▸ What to work on
A faithful copy of each entry below is expected, with the images removed.

----------------

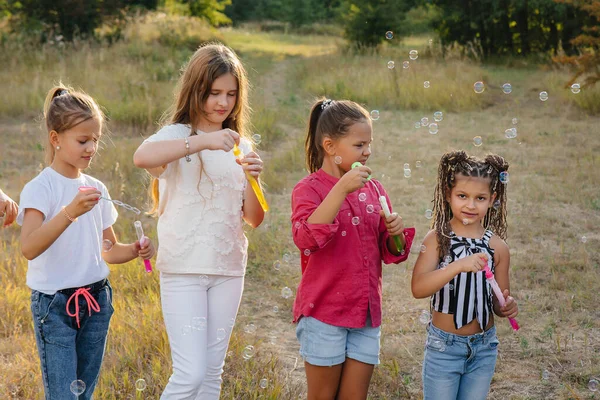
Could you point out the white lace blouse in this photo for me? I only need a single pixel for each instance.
(200, 226)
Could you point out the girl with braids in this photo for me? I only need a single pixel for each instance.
(343, 236)
(468, 231)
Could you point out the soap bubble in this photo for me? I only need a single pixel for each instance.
(248, 352)
(77, 387)
(106, 245)
(286, 292)
(510, 133)
(140, 385)
(433, 128)
(250, 328)
(479, 87)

----------------

▸ Response area
Could you point out the white lace blouse in this photo for me? I only need a single pixel for each instance.
(200, 226)
Could you point out the girl with braids in this photo for me? I only need a single pixel for each instance.
(343, 236)
(468, 231)
Could you point out the soap bubble in this photo for me? I only need a single pixel for each instance.
(248, 352)
(77, 387)
(106, 245)
(286, 292)
(510, 133)
(140, 385)
(433, 128)
(250, 328)
(479, 87)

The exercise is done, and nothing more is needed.